# YOUR INSTRUCTIONS:
Copy out every entry, keeping each character the same.

Natural-language object grounding data:
##########

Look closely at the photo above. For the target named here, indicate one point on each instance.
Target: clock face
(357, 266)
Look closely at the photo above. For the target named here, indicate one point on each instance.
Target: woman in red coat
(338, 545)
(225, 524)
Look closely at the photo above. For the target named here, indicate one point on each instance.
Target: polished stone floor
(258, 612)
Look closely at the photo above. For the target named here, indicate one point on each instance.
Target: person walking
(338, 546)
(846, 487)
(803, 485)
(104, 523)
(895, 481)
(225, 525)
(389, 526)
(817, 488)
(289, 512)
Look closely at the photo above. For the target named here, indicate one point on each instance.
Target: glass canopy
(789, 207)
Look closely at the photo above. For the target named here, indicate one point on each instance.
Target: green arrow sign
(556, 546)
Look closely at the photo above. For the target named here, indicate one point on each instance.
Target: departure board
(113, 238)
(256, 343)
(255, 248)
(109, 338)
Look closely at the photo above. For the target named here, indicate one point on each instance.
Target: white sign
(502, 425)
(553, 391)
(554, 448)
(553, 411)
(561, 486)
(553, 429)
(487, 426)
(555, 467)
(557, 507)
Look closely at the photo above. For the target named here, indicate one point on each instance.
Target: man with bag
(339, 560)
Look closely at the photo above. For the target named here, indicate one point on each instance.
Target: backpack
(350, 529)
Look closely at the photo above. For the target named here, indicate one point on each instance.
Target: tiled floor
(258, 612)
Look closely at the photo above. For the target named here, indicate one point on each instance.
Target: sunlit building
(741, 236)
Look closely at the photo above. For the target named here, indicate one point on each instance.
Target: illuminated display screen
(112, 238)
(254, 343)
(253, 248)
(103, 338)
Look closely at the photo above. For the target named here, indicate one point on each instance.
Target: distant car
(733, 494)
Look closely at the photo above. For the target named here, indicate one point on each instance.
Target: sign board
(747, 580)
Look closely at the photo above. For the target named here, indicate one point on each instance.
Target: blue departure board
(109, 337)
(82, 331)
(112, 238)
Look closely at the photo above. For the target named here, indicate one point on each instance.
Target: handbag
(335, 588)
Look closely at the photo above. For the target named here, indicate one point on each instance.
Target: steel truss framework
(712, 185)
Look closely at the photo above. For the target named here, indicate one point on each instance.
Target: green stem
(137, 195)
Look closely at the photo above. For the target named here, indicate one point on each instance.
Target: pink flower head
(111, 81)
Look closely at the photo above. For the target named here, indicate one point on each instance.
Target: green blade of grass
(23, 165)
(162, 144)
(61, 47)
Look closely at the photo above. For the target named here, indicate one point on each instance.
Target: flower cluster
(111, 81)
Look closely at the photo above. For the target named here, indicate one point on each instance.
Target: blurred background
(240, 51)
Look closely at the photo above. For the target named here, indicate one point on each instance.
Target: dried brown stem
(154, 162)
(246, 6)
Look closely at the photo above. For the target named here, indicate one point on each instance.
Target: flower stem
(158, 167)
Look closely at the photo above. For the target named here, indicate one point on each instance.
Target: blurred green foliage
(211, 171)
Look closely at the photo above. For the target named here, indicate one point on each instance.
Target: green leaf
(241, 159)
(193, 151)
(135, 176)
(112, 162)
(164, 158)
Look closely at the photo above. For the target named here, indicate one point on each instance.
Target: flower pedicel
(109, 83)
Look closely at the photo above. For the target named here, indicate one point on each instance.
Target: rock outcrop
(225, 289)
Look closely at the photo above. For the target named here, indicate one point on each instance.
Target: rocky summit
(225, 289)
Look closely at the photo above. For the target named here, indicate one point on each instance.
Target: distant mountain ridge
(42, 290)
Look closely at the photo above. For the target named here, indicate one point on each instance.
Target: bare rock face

##########

# ANSWER TO THE EXERCISE:
Look closely at the photo above. For the target named here, indicate one point on each instance.
Target: clock face
(357, 266)
Look closely at the photo above. For the target named here, indicate one point on each instance.
Target: woman in red coat
(338, 545)
(225, 524)
Look closely at the photo above. For the target named here, indicate one point on each instance.
Target: polished stone floor
(258, 612)
Look closely at the photo above. For the target named here, indicate one point on each instance.
Target: person walking
(338, 546)
(846, 487)
(803, 485)
(104, 523)
(895, 481)
(225, 525)
(389, 526)
(817, 488)
(289, 512)
Look closely at the photo above. For the target named here, indicate one point on each instance.
Target: glass canopy
(789, 207)
Look closely at the photo above. For the target named here, indicate one point on each instance.
Target: green arrow sign
(556, 546)
Look closely at the photo above. For the target named here, indicate one point on each instance.
Target: departure board
(113, 238)
(256, 343)
(255, 248)
(109, 338)
Look closely at the photo above. For the target named here, indicate one point on each instance.
Target: white sign
(502, 425)
(553, 391)
(554, 448)
(553, 411)
(561, 486)
(553, 429)
(487, 426)
(555, 467)
(557, 507)
Look closely at the photo above. For the target named here, indicate one point on each instance.
Target: man with bag
(339, 560)
Look closely at the photo above. For the target named here, indicate one point on each instance.
Target: backpack
(350, 529)
Look closely at the photo above. For the target named here, indicate one point on each instance.
Target: tiled floor
(258, 612)
Look closely at the photo above. For the target named here, indicate one point on each instance.
Target: sunlit building
(741, 236)
Look closely at the photo above. For the target named here, indicate one point on each instance.
Target: illuminated display screen
(112, 238)
(254, 343)
(253, 248)
(103, 338)
Look closely at the photo above. For the target named here, indicate one point on each instance.
Target: distant car
(733, 494)
Look closely at the photo above. For the target named here, indicate one point on each instance.
Target: sign board
(747, 580)
Look closely at the photo above. For the target named here, indicate one point on each instance.
Target: blue departure board
(109, 337)
(82, 331)
(112, 238)
Look closely at the photo above. For the target named here, indicate one point on each instance.
Target: handbag
(335, 588)
Look closely at the photo above. For the target named here, indicate one point on each instance.
Target: steel truss framework
(712, 185)
Look closely at the photo above. For the target named here, indicate one point on each instance.
Target: green stem
(137, 195)
Look closely at the photo above. For the target named here, indicate one point on each instance.
Target: pink flower head
(111, 81)
Look closely at the photo above. For the target named here, indicate one point on each instance.
Target: green blade of grass
(23, 165)
(162, 144)
(61, 47)
Look closely at the photo above. For the target named here, indicate one point on each instance.
Target: flower cluster
(111, 81)
Look closely at the photo above. For the target named here, indicate one point on each instance.
Target: blurred background
(240, 51)
Look closely at the photo above. For the target named here, indicate one point on each instance.
Target: dried brown stem
(154, 162)
(246, 6)
Look closely at the photo above. For the target named here, indicate one point on each instance.
Target: flower stem
(158, 167)
Look closely at the photo above. For the target named here, indicate one point on each instance.
Target: blurred green foliage
(211, 171)
Look closely at the photo above. For the target named here, indicate one point on each instance.
Target: green leaf
(241, 159)
(193, 151)
(135, 176)
(112, 162)
(164, 158)
Look closely at the photo above. For the target named here, indicate one point on each instance.
Target: flower pedicel
(109, 83)
Look closely at the photo above. For the target named here, indicate one point on each instance.
Target: rock outcrop
(225, 289)
Look closely at the photo above. For the target named here, indicate one point on each instance.
Target: rocky summit
(225, 289)
Look closely at the photo above. For the target named here, indicate one point on each instance.
Target: distant mountain ridge
(42, 290)
Look closely at the photo above. For the target named here, indicate one point on each instance.
Target: bare rock face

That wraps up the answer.